INSTRUCTIONS FOR THE TASK:
Retype all of the data. Every line must match exactly.

Stored data:
>> begin
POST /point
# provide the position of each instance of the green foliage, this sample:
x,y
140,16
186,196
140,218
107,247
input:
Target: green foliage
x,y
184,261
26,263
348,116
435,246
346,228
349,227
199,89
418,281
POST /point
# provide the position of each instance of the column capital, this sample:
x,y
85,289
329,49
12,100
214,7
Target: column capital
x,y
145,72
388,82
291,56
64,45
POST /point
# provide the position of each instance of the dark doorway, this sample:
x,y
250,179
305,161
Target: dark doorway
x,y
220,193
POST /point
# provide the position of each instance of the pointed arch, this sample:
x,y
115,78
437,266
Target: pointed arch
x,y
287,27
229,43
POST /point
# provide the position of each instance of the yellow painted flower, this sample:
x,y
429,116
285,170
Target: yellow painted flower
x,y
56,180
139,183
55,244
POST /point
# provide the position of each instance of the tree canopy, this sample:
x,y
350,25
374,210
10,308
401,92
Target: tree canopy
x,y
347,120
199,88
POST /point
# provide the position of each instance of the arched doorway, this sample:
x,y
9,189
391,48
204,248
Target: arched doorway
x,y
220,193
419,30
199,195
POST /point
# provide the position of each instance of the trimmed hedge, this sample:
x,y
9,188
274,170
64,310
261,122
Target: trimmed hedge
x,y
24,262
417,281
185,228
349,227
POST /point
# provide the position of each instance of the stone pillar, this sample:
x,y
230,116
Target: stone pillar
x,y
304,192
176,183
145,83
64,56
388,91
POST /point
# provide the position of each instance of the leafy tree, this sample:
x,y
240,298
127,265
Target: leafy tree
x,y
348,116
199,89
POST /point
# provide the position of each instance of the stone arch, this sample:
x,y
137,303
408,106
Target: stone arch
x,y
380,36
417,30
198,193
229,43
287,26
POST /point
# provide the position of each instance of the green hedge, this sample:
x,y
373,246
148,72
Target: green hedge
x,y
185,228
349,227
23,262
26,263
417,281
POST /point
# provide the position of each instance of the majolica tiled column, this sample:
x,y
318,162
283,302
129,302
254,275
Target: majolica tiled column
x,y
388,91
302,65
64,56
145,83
>> end
THE RESPONSE:
POST /point
# provide the position of each instance of the green foliage, this sample:
x,y
140,16
186,196
140,218
107,247
input:
Target: green foliage
x,y
184,261
26,263
348,116
435,246
346,228
349,227
199,89
418,281
POST /point
# provide the position of each instance of the column capital, this sample:
x,y
85,289
329,49
12,100
214,7
Target: column capital
x,y
145,72
388,82
291,56
64,45
POST /point
# provide the position of each instance of the dark doorway, this sample:
x,y
250,179
305,161
Target: dark doorway
x,y
220,193
POST /point
# provide the position of each instance of the pointed arch, this sample:
x,y
115,78
437,266
Target: pointed arch
x,y
287,27
229,43
POST /point
# provide the position of each instance of the yellow painted flower, this sample:
x,y
429,116
285,170
Target: yellow painted flower
x,y
56,180
139,183
55,244
POST /point
# provide the position of each instance of the tree canopy, this sample:
x,y
350,25
374,210
10,308
401,92
Target: tree canopy
x,y
347,120
199,88
POST /point
# provide the position of each instance of the arched doorway, this sample:
x,y
9,189
391,48
204,248
Target: arched doorway
x,y
220,193
419,30
199,195
POST /point
# provide the position of each instance of the trimmed hedge, this sample:
x,y
9,188
274,170
64,310
261,122
Target: trimmed hedge
x,y
24,262
417,281
185,228
349,227
POST /point
# provide the position of each instance of the stone pillar, this sample:
x,y
230,116
Target: stone pillar
x,y
304,192
176,183
145,83
64,56
388,91
POST /point
# provide the position of each instance of the leafy tree, this sample:
x,y
240,298
127,265
Target: leafy tree
x,y
348,116
199,89
POST /point
# provide the position of each instance of the stone arch, this sample:
x,y
137,303
408,106
Target: stone arch
x,y
380,36
417,30
198,193
229,43
287,26
POST /point
# provide the position of each instance of the green hedge, this sample:
x,y
373,246
148,72
Target: green hedge
x,y
185,228
349,227
23,262
26,263
417,281
POST /point
# provide the position of each instance of the majolica tiled column, this sample:
x,y
318,162
283,302
129,302
254,275
Target: majolica tiled column
x,y
388,91
302,65
64,56
145,83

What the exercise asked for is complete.